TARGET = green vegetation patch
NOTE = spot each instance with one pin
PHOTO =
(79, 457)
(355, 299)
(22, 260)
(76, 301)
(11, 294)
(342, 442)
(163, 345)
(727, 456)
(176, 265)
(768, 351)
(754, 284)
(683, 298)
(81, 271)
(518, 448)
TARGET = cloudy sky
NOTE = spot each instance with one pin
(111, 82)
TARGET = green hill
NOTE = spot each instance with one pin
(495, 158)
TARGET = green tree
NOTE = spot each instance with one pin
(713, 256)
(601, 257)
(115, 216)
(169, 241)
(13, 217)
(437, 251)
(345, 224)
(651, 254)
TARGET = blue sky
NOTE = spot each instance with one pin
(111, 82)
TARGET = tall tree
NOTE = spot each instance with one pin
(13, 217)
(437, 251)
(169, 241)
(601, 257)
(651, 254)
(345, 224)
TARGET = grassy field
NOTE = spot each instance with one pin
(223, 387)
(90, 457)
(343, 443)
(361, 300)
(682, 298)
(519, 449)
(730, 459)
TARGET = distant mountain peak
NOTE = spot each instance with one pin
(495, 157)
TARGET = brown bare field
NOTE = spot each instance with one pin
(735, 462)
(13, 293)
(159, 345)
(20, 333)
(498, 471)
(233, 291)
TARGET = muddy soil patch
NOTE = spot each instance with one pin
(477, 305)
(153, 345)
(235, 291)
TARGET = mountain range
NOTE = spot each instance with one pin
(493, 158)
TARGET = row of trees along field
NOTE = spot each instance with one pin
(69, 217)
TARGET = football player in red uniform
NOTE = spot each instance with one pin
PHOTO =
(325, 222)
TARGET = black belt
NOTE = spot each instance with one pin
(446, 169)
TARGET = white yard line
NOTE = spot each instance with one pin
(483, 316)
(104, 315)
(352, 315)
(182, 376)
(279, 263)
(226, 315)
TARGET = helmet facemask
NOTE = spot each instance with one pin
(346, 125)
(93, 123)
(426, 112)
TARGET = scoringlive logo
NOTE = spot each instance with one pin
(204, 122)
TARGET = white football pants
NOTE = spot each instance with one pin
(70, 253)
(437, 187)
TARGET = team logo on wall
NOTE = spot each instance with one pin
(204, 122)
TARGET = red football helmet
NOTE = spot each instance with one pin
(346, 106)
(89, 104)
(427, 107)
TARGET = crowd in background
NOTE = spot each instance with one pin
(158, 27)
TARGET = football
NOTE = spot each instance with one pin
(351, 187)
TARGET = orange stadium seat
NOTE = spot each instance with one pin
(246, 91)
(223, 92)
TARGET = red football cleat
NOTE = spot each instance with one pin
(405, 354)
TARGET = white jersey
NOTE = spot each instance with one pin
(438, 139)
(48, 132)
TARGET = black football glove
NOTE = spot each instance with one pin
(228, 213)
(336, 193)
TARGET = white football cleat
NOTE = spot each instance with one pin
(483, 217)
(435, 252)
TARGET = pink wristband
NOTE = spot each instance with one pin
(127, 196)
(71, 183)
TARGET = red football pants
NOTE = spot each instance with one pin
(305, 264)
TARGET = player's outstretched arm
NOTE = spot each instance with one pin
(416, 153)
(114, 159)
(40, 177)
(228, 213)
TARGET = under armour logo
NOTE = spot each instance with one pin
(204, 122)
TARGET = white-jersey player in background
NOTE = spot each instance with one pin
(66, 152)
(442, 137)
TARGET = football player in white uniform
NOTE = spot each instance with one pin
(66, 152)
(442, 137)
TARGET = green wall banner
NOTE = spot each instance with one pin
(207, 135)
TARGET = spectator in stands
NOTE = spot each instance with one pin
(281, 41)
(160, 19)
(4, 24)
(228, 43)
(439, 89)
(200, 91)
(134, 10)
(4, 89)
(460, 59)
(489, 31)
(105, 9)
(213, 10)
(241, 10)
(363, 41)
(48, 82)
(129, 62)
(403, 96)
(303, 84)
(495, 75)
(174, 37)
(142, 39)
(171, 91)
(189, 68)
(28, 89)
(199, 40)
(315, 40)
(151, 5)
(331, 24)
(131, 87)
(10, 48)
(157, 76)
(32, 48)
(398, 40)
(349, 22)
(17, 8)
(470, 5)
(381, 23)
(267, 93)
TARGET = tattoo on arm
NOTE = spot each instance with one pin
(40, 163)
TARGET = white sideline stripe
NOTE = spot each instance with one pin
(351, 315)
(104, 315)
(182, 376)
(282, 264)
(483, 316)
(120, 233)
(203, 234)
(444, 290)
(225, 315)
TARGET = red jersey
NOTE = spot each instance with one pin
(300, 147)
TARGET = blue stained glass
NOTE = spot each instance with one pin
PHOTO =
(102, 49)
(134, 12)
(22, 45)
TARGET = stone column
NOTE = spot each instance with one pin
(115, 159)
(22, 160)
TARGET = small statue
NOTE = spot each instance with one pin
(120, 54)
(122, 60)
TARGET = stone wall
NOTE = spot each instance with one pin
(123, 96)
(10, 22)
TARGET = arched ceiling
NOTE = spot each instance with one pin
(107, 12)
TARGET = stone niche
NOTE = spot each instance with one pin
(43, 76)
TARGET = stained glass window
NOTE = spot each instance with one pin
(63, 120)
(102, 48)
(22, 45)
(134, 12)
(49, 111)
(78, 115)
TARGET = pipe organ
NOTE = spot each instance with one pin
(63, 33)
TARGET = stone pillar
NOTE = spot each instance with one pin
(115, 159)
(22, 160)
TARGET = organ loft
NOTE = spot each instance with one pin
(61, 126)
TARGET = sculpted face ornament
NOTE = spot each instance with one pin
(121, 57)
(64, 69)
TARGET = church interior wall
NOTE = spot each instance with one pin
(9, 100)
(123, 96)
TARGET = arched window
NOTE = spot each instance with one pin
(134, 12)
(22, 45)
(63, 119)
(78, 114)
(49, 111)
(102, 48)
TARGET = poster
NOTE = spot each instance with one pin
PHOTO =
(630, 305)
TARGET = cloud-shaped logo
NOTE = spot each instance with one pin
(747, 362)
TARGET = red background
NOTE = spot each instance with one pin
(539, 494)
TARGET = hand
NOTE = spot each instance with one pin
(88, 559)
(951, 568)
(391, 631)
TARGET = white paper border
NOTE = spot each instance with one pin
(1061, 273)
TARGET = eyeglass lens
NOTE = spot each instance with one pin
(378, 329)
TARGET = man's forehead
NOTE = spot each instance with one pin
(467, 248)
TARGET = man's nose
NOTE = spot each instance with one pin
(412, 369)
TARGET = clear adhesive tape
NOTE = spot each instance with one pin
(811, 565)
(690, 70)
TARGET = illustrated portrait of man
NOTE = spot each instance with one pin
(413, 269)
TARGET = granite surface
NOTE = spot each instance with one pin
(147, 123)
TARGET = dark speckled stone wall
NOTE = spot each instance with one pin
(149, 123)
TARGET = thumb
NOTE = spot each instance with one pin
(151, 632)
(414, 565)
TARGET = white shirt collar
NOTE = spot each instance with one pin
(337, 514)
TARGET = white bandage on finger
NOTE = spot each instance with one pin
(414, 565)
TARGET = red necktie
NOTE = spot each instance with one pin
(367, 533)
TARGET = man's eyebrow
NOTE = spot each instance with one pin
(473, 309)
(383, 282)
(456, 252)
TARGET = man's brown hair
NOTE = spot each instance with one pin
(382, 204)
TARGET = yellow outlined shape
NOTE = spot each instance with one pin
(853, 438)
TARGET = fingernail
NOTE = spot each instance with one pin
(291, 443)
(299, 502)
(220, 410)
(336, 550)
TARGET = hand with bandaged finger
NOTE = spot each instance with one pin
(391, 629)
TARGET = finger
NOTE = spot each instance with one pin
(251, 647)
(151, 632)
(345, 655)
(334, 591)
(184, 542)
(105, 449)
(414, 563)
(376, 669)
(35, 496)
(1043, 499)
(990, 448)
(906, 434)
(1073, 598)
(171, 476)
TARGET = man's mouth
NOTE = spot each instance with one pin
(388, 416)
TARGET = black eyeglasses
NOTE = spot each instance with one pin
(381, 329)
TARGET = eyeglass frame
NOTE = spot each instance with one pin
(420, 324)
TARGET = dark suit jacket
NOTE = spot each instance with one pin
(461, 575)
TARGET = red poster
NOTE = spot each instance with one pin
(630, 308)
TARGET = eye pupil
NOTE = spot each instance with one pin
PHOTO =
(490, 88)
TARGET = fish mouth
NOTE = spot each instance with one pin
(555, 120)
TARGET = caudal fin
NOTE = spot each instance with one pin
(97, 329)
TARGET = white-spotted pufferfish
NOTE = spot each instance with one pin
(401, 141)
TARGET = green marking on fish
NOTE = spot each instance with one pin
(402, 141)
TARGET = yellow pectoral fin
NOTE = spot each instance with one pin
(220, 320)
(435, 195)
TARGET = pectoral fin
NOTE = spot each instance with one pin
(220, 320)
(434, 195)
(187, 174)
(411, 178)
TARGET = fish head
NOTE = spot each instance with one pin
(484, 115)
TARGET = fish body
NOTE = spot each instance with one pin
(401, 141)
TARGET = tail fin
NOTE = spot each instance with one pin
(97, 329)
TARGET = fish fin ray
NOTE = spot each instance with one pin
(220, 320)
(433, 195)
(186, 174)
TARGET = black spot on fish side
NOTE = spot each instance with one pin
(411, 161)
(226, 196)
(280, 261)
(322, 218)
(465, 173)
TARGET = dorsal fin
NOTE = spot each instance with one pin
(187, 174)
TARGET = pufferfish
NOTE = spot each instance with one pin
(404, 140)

* [EXERCISE DESCRIPTION]:
Starting with the line with "TARGET = white football pants" above and going on through the line with "TARGET = white football cleat", transcribe every line exactly, both ends included, and add nothing.

* [WRITTEN RESPONSE]:
TARGET = white football pants
NOTE = spot each instance with one pin
(70, 253)
(437, 187)
TARGET = team logo on wall
NOTE = spot each instance with one pin
(204, 122)
TARGET = red football helmet
NOTE = spot each instance with one pin
(346, 106)
(89, 104)
(427, 107)
TARGET = crowd in background
NOTE = spot each instance with one pin
(158, 27)
TARGET = football
NOTE = spot each instance with one pin
(351, 187)
TARGET = orange stadium seat
NOTE = spot each instance with one pin
(246, 91)
(223, 92)
TARGET = red football cleat
NOTE = spot each instance with one pin
(405, 354)
TARGET = white jersey
NOTE = spot each instance with one pin
(438, 139)
(48, 132)
TARGET = black football glove
NOTE = spot each instance with one pin
(228, 213)
(336, 193)
TARGET = white football cleat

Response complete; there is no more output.